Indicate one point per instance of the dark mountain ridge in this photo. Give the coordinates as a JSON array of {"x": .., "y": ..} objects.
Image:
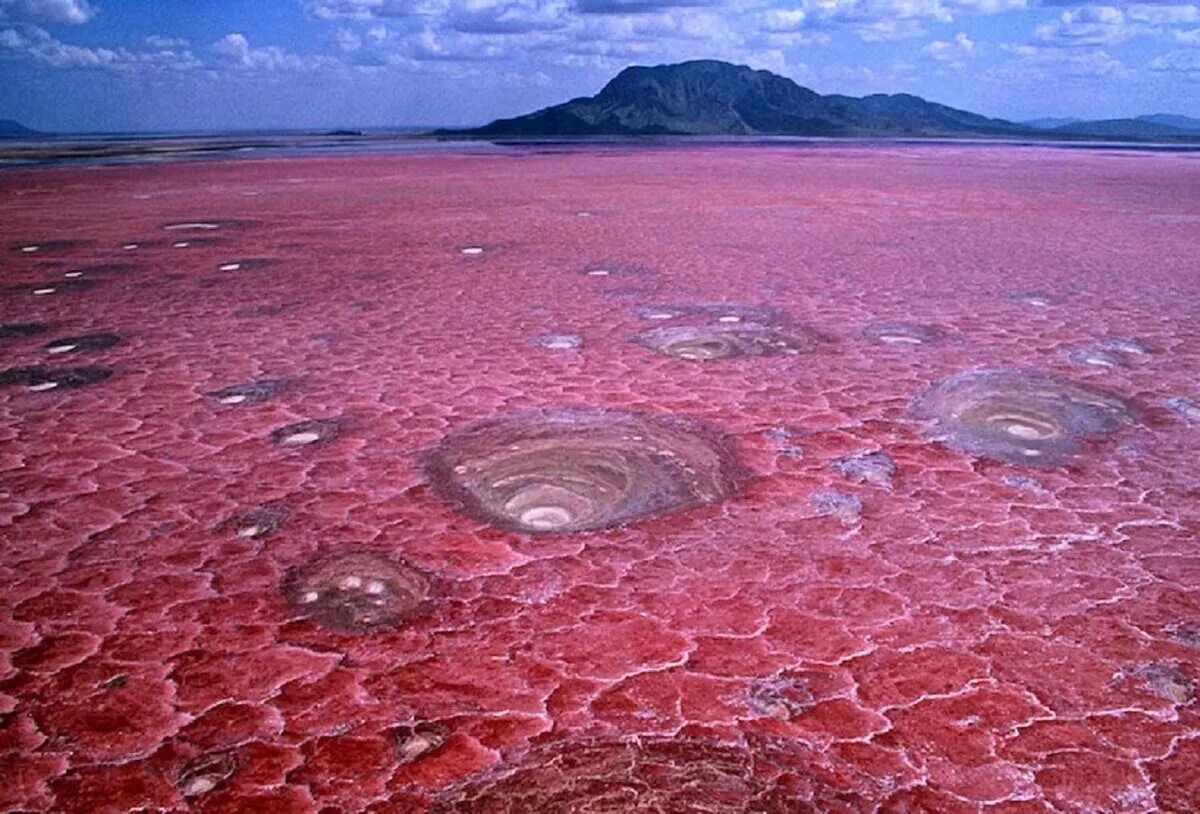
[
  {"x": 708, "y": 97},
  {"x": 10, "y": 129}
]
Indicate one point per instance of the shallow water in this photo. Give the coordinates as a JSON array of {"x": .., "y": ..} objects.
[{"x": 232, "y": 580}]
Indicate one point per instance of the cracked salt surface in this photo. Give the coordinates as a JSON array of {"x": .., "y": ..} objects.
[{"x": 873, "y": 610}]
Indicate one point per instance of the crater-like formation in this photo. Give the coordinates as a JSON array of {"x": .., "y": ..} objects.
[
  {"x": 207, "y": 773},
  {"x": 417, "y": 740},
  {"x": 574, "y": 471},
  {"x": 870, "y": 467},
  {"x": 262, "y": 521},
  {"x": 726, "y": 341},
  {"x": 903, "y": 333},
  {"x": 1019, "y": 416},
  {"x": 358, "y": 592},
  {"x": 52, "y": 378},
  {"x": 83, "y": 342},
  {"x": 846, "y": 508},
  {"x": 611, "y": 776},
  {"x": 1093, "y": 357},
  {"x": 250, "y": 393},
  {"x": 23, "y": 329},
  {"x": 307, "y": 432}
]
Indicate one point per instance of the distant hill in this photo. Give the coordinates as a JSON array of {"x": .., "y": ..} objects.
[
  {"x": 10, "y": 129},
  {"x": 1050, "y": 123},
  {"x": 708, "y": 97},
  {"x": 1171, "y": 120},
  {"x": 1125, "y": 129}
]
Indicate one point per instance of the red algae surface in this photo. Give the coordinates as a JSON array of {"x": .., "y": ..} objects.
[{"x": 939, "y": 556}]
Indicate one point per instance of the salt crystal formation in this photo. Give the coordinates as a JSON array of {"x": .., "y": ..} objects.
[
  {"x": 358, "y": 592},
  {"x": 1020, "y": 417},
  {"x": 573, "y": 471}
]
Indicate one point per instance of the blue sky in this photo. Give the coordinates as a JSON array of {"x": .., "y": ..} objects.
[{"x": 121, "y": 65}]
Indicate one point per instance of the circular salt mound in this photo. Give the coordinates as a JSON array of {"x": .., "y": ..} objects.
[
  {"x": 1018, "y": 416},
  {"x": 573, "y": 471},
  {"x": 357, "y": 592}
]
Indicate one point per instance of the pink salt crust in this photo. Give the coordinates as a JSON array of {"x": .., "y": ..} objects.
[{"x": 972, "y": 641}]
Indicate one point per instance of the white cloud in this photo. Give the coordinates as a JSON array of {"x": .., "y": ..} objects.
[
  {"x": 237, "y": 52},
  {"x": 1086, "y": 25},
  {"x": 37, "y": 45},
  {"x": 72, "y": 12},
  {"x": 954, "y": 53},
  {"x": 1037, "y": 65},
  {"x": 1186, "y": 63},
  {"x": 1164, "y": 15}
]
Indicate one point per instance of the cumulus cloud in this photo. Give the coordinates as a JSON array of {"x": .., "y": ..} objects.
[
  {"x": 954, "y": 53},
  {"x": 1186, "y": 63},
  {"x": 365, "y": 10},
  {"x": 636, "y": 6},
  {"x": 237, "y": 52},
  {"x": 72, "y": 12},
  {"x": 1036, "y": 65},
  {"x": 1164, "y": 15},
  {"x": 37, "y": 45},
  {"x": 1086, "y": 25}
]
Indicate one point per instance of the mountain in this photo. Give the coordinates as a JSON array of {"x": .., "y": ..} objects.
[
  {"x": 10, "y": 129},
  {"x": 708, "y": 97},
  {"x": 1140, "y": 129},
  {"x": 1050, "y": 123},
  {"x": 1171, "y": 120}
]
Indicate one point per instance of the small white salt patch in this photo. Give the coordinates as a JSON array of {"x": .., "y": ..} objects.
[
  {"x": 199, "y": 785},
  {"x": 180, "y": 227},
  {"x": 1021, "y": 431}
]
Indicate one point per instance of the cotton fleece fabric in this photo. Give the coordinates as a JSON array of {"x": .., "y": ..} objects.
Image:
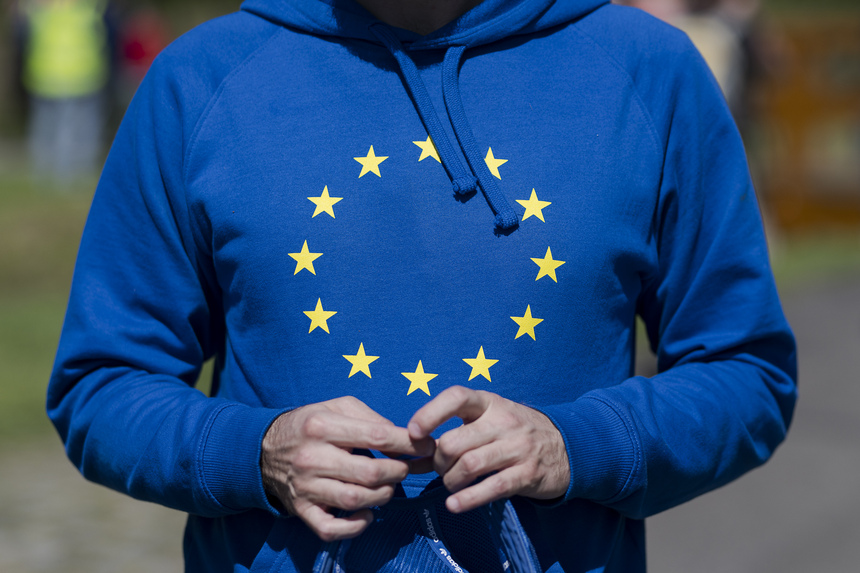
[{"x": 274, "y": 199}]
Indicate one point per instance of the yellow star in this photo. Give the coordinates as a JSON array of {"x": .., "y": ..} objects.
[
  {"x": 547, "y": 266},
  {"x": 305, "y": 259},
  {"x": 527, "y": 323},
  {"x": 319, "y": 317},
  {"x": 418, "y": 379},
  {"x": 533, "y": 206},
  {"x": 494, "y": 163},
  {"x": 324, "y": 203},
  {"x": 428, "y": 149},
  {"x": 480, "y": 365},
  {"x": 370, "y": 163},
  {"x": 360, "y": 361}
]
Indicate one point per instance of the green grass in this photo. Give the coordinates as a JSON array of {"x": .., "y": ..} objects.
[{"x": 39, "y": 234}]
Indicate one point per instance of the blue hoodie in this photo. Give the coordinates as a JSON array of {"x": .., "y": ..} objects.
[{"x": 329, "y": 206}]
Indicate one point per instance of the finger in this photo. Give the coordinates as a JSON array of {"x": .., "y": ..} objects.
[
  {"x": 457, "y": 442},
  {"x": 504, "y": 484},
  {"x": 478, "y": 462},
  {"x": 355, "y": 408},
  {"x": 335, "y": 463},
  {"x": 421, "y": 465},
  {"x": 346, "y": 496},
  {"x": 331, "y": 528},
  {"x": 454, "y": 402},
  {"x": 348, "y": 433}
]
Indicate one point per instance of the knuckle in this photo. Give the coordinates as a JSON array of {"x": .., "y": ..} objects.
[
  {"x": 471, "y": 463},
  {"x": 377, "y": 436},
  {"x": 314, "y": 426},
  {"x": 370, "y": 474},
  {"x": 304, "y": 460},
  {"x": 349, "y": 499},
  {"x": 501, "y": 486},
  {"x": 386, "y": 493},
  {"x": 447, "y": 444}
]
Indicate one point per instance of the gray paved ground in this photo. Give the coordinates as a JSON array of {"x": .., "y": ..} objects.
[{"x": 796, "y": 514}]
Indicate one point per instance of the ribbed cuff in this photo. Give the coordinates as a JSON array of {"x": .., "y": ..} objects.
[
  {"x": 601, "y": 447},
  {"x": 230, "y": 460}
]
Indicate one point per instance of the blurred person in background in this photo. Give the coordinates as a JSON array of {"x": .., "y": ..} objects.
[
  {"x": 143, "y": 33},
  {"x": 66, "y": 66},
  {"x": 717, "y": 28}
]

---+---

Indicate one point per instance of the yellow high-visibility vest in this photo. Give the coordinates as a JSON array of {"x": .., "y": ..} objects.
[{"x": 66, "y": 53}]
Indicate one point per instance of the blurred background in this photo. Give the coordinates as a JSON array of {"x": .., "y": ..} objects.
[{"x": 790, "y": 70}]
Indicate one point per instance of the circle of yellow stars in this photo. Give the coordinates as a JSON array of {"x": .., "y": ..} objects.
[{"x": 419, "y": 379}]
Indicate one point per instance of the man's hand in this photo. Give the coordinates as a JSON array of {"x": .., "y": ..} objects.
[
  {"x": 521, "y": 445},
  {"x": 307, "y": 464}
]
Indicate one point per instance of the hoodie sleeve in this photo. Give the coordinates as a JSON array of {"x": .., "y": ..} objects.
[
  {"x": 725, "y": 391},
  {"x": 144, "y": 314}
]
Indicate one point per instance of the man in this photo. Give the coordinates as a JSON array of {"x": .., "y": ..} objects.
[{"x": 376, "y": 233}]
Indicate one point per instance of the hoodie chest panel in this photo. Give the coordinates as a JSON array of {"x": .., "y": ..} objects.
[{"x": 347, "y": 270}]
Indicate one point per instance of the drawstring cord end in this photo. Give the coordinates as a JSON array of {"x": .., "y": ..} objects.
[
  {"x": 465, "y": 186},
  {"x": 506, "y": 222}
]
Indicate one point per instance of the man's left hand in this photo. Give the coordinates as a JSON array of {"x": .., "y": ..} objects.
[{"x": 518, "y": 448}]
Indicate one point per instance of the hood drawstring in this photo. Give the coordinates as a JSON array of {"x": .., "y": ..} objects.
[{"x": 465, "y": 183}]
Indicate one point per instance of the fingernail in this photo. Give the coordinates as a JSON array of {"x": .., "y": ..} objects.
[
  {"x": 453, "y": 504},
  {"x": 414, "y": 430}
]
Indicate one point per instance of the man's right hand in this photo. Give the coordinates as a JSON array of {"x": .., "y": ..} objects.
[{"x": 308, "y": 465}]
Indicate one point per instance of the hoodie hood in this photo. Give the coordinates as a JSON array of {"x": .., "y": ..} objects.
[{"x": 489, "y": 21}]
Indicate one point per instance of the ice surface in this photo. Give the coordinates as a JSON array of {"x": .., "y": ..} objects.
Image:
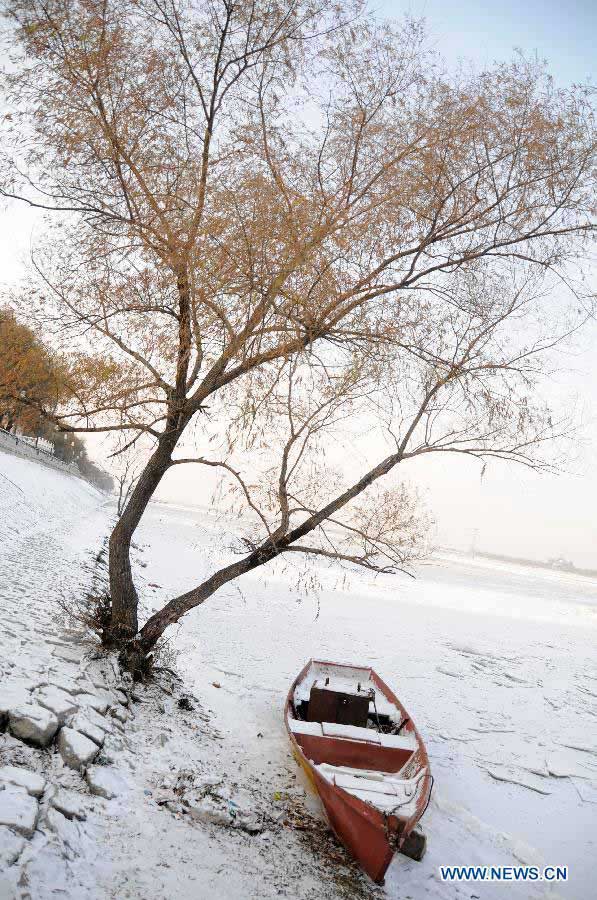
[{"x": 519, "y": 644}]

---+---

Aim:
Please gather every line of the items above that contains the string "drawstring", and treat uppercase and lowercase as different.

Response to the task:
Indicate one point per instance of the drawstring cord end in this photo. Give the coordinates as a JSON array of {"x": .., "y": ..} objects.
Indicate one point per instance of the hood drawstring in this photo. Give the coordinates as a JSON array of {"x": .., "y": ..} objects.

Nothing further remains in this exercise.